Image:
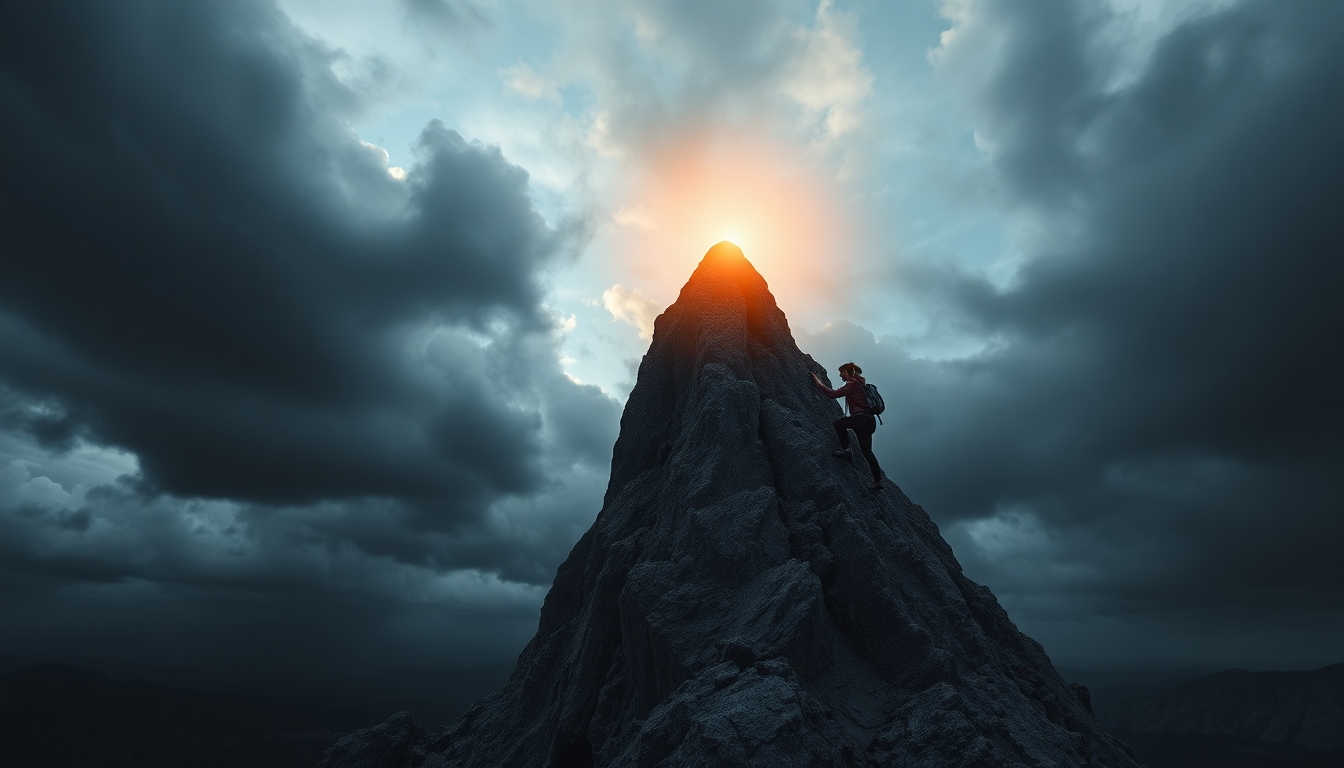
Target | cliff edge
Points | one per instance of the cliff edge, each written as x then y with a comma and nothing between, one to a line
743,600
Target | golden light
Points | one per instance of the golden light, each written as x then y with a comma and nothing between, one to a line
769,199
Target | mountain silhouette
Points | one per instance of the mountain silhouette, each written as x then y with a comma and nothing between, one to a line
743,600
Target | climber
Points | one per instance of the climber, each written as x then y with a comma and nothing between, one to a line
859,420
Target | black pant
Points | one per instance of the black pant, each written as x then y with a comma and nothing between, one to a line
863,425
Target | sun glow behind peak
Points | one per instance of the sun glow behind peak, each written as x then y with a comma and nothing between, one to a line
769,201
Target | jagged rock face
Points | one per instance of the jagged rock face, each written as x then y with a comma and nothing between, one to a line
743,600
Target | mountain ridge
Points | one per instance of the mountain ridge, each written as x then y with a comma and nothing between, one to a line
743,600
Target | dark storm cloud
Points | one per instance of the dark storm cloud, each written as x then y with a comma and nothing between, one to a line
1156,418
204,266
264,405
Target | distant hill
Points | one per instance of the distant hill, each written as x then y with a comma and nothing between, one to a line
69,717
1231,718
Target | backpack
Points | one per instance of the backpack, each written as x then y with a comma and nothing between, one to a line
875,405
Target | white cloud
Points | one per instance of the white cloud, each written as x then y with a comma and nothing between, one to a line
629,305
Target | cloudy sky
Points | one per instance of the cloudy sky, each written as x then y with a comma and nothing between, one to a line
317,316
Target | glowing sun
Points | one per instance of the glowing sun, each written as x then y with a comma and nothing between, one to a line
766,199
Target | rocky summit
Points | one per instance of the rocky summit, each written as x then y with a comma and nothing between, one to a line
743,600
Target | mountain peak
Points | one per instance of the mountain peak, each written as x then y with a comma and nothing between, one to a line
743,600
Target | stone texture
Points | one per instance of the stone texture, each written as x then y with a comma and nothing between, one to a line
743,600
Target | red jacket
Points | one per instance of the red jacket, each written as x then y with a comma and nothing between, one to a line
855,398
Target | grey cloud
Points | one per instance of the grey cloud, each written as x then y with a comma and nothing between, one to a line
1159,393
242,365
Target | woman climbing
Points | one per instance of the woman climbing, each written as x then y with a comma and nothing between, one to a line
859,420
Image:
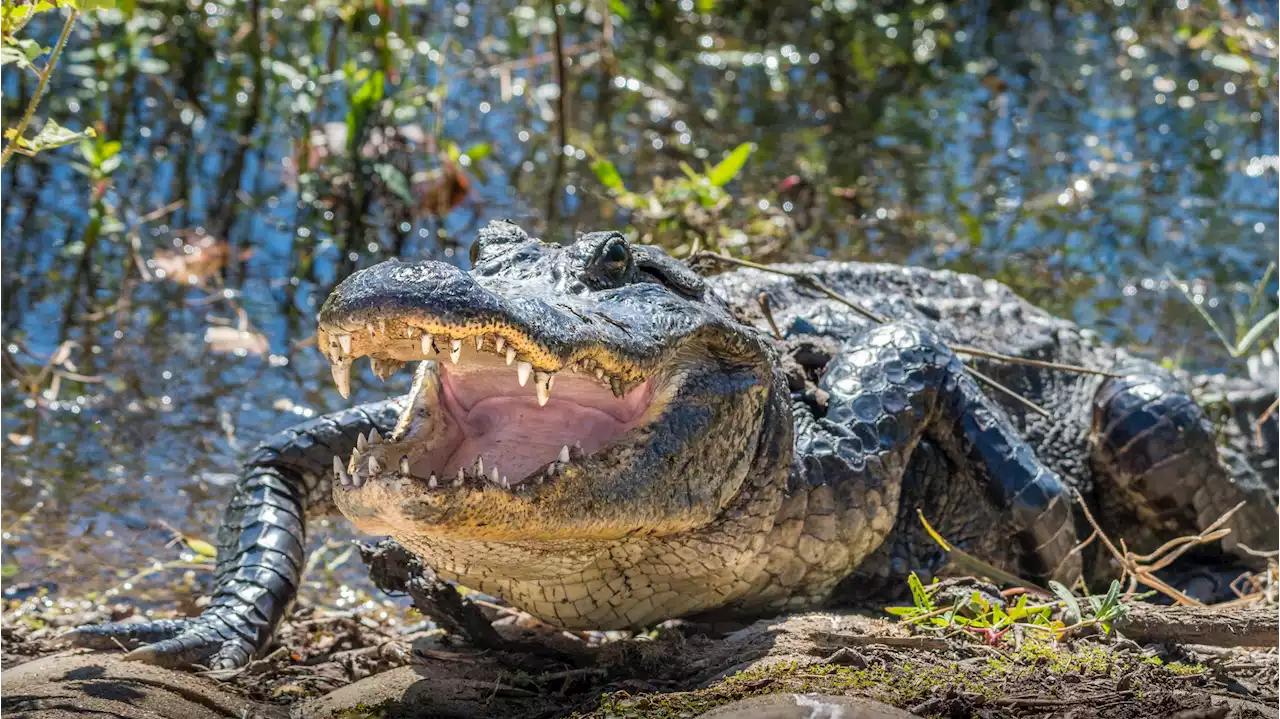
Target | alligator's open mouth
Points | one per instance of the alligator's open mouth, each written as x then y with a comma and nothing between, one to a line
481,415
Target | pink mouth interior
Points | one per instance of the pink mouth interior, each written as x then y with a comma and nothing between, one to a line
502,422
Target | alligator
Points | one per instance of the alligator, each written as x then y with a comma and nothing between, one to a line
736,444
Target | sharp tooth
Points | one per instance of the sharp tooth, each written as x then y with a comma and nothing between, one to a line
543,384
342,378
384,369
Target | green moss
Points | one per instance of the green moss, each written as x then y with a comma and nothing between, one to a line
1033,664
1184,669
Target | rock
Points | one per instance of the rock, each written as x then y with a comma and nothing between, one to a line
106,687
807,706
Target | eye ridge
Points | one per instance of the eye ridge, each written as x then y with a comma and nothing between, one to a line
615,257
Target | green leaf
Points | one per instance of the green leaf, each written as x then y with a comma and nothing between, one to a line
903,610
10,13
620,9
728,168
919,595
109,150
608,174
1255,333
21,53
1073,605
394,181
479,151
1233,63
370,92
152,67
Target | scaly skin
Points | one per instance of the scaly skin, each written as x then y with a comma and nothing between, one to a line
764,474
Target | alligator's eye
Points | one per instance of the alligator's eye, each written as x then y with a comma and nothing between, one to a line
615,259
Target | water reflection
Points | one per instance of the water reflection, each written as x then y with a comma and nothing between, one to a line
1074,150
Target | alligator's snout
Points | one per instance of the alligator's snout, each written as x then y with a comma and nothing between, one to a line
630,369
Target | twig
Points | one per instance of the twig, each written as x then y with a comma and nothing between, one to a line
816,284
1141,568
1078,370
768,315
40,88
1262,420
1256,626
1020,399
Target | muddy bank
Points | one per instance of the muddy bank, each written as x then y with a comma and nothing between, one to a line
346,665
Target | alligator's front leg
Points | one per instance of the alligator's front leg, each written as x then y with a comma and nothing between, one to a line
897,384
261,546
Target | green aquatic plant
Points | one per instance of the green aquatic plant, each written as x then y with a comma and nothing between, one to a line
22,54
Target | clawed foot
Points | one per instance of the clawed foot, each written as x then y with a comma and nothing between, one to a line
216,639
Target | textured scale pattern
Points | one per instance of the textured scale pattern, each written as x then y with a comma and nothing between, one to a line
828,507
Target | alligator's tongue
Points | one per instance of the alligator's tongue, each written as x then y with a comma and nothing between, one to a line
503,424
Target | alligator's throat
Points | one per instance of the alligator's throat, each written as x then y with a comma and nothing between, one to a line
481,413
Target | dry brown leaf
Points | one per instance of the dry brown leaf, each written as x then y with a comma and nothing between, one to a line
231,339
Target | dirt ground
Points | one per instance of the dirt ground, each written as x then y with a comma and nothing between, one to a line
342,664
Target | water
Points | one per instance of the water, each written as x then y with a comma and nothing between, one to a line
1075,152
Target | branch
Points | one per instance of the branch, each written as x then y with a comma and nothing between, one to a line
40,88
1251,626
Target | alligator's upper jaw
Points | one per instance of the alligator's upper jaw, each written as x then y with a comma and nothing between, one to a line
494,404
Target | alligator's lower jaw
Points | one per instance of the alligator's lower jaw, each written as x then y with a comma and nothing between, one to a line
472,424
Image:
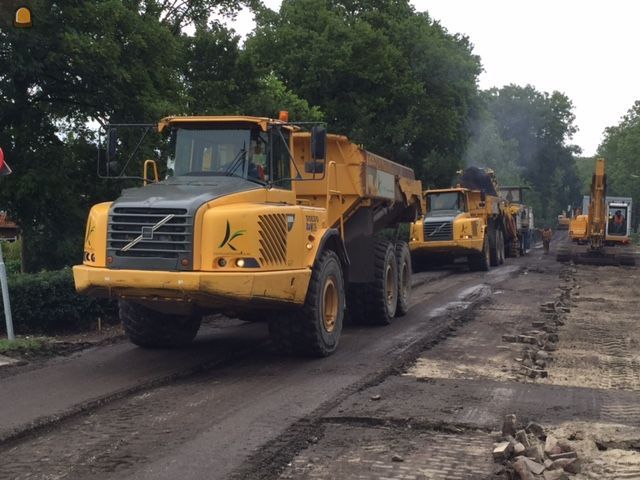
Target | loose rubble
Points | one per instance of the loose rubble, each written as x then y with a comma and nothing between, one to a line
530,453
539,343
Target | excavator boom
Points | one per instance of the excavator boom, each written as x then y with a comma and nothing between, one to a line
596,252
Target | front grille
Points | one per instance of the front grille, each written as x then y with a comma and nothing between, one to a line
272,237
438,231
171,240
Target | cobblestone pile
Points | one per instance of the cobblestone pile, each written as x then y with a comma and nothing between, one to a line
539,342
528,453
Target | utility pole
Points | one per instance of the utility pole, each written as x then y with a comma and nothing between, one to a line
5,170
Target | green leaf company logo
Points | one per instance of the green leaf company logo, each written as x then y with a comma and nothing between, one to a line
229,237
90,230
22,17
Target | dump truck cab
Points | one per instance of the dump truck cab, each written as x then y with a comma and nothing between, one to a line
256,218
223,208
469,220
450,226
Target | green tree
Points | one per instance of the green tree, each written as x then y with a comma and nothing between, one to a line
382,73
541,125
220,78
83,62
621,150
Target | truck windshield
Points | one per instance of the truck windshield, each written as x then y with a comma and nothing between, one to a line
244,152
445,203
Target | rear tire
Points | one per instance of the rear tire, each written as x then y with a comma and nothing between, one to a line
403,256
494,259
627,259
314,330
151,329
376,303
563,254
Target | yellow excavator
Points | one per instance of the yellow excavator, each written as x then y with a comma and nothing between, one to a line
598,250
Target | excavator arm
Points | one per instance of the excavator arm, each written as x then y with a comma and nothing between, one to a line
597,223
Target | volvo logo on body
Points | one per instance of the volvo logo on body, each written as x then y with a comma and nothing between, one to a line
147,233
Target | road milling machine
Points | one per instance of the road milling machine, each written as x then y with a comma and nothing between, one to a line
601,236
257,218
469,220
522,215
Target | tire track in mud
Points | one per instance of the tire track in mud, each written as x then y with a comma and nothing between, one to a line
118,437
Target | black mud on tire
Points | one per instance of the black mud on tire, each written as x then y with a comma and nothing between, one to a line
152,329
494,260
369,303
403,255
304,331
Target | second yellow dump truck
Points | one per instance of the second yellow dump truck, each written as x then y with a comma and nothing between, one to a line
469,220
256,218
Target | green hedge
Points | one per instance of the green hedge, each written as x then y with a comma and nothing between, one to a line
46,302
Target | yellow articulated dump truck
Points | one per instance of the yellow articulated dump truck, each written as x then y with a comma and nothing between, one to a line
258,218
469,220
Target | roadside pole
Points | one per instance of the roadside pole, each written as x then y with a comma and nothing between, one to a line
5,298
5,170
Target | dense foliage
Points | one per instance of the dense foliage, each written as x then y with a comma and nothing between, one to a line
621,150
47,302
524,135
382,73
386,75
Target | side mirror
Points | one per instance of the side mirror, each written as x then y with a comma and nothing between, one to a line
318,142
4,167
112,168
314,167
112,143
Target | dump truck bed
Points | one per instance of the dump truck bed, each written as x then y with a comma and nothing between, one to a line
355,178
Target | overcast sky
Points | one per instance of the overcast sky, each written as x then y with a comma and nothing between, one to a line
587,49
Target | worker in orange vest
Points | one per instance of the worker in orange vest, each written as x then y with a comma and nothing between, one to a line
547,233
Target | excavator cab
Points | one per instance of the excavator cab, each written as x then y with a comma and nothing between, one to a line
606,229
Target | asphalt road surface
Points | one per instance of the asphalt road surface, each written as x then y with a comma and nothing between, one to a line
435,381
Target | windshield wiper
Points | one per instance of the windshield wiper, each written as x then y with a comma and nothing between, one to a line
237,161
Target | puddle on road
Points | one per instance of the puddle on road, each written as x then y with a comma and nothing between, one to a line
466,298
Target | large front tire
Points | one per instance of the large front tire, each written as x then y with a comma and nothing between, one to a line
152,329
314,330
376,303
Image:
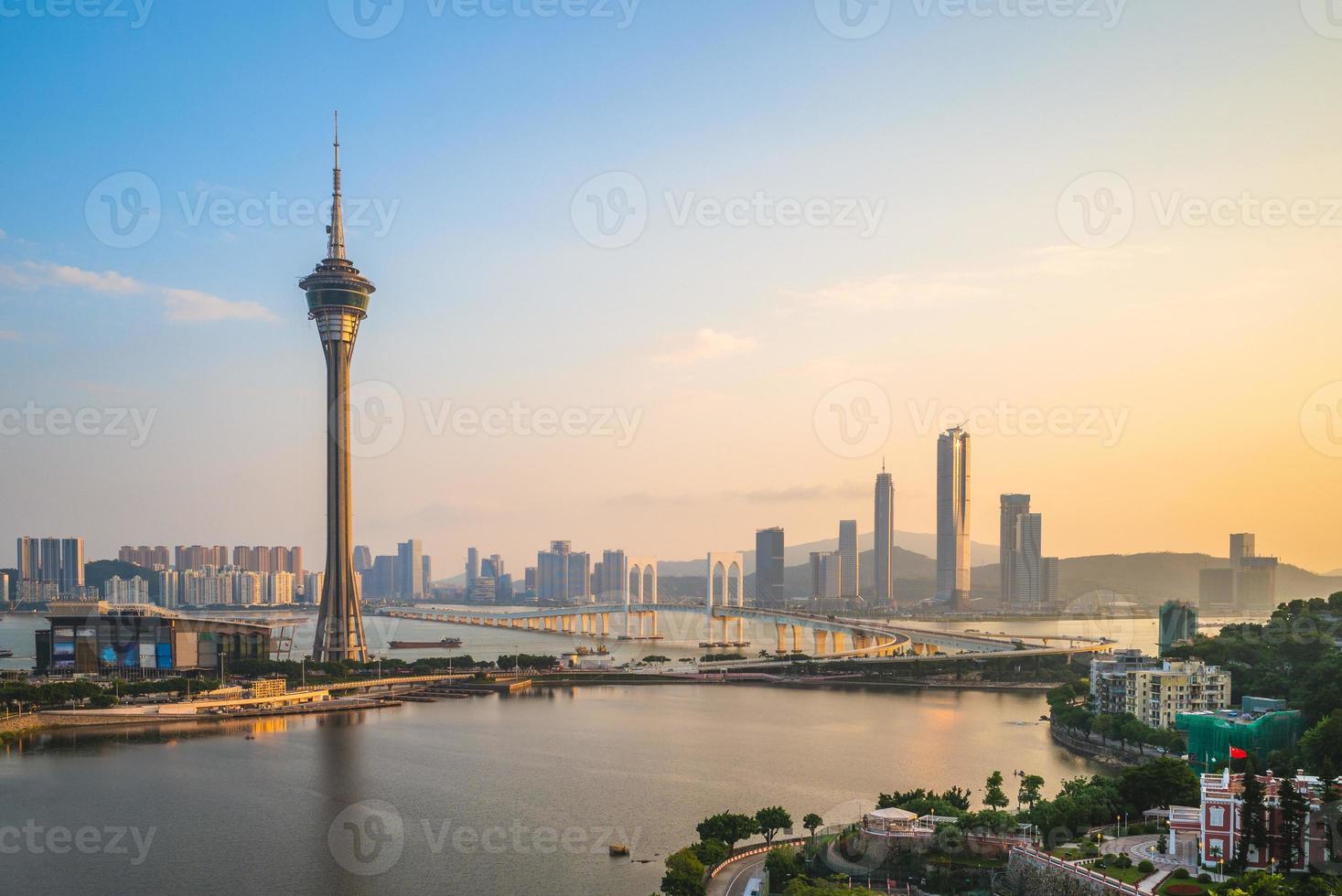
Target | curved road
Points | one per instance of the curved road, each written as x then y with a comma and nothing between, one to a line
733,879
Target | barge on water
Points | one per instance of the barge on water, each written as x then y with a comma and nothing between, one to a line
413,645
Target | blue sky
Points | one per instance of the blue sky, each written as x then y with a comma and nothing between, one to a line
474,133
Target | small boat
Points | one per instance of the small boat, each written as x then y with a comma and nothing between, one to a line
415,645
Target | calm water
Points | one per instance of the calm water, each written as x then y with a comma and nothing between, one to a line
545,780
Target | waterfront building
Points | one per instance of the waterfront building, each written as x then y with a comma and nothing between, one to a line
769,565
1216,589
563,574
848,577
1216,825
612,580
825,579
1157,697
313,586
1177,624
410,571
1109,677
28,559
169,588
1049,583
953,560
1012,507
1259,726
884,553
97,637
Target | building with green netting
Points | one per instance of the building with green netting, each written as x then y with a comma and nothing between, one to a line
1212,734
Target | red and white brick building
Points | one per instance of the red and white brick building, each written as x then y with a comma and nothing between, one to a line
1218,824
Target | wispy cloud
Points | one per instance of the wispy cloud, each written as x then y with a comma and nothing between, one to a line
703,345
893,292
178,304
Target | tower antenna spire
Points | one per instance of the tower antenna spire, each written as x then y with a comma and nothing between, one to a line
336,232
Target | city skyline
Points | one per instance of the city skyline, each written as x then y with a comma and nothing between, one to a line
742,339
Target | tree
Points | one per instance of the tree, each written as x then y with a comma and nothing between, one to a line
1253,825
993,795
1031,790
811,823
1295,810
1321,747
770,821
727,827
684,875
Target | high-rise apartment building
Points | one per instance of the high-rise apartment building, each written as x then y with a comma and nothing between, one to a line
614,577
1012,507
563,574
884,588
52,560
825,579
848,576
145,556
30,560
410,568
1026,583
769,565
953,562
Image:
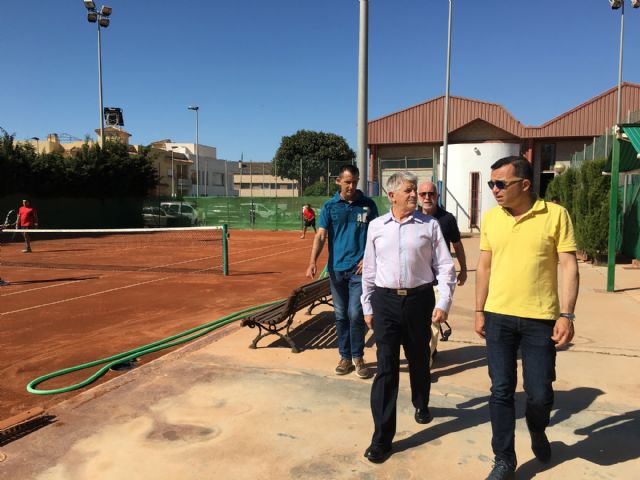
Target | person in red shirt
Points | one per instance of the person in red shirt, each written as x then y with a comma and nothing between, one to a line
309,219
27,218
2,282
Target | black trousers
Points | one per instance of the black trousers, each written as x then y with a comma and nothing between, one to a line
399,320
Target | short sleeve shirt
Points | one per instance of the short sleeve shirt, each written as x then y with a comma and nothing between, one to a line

REQUIREMENT :: Starting at the line that contains "Target | high-rise apartment building", retype each line through the final one in the listing, with both ends kept and the pictures omitted.

FINISHED ANSWER ::
Target | high-rise apartment building
Points | one per instance of the high-rise apartment building, each written as x then y with a comma and nothing between, one to a line
614,577
1012,507
563,574
884,588
52,560
825,579
848,576
145,556
30,560
410,568
1026,583
769,565
953,562
Image:
Target | person in red shirt
Points | one per instance of the person in red shirt, each written as x then y with a comma and nothing between, one to a line
309,219
27,218
2,282
Target | black trousers
Points | one per instance of the black trousers, each written as x then y with a comma and nothing between, one to a line
399,320
Target | short sleeve shirt
Points | one per instance of the short sleeve shirt, each written as x then y with a comma and nothing between, one to a line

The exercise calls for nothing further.